(Segmentation dataset excerpts)
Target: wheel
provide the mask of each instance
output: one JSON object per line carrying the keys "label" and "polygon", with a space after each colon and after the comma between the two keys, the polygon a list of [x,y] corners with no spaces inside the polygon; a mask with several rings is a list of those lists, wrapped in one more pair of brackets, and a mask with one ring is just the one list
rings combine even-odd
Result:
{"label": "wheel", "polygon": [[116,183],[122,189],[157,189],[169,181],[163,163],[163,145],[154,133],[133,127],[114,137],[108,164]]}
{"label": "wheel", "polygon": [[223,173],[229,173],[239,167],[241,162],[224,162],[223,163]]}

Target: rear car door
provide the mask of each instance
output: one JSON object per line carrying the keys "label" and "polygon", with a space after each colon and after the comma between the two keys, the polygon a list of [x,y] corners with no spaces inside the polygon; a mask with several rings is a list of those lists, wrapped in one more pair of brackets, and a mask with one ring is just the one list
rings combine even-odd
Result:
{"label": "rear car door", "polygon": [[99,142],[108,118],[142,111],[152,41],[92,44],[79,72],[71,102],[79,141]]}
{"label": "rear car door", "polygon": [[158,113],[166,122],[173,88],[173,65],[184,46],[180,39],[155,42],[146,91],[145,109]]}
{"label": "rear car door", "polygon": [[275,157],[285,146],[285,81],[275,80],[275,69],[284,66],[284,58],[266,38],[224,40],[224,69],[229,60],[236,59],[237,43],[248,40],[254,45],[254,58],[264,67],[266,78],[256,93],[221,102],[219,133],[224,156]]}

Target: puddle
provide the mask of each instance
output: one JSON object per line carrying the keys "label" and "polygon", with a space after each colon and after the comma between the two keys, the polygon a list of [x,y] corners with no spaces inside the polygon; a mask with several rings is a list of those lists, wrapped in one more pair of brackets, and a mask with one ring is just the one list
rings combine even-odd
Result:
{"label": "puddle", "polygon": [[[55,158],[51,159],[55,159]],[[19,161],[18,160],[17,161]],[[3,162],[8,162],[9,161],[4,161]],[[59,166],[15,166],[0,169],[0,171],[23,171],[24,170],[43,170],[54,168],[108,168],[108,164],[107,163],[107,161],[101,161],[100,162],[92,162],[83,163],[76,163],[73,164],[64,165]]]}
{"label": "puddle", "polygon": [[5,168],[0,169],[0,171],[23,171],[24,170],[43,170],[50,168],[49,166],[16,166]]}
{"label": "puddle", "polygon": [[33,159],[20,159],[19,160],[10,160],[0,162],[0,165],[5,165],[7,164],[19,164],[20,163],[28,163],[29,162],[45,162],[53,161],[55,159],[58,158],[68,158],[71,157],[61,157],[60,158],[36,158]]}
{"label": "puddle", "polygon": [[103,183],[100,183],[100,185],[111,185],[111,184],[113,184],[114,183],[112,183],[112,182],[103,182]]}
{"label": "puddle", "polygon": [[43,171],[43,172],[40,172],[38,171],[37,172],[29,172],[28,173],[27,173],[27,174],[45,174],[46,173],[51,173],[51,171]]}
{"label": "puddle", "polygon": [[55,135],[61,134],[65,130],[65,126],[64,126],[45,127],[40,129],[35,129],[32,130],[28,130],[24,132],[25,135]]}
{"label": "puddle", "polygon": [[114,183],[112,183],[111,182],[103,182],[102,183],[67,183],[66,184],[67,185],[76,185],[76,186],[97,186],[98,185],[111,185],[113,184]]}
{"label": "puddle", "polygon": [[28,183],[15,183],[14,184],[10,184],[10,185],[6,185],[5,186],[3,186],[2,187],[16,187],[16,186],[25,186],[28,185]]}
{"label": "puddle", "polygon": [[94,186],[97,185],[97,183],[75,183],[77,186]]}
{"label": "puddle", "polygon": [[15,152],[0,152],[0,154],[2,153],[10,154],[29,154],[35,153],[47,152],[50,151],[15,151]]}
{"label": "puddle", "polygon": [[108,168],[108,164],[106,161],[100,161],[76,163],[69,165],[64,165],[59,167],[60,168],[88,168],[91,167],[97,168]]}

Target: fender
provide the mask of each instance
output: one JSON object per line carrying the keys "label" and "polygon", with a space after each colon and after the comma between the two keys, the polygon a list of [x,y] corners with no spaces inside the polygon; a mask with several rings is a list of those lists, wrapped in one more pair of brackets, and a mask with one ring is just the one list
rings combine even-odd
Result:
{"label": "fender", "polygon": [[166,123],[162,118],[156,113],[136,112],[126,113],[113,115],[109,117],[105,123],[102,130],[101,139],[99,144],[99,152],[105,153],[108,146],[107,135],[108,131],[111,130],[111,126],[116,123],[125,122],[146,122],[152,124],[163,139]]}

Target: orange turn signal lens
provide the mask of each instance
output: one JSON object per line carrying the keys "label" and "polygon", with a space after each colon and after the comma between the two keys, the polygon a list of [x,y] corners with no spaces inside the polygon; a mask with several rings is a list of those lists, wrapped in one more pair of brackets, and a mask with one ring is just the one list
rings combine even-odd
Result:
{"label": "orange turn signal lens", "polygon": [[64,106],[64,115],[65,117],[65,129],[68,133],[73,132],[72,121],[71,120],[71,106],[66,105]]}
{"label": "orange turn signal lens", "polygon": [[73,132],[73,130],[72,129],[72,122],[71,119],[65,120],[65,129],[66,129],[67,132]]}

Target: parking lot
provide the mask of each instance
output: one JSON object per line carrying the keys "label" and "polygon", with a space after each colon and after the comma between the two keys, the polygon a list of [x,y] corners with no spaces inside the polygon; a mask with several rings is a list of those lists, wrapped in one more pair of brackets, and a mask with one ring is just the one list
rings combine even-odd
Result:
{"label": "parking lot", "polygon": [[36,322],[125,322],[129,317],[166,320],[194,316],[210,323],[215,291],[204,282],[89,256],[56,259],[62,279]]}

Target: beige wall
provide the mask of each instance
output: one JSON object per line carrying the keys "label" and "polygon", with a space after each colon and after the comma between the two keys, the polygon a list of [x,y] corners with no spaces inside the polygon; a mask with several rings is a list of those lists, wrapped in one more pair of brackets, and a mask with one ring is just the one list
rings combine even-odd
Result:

■ Requirement ■
Rewrite the records from the line that contains "Target: beige wall" through the end of the records, changing "beige" to "gray" and leaving everything else as it is.

■ Response for this exercise ■
Target: gray wall
provide the mask of each instance
output: one JSON object per line carrying the keys "label" and "polygon", with a space after each colon and after the comma between the two keys, the polygon a list of [x,y] corners with no spaces inside the polygon; a mask with several rings is a list of those lists, wrapped in one more pair of brackets, and a mask with one ring is just the one list
rings combine even-odd
Result:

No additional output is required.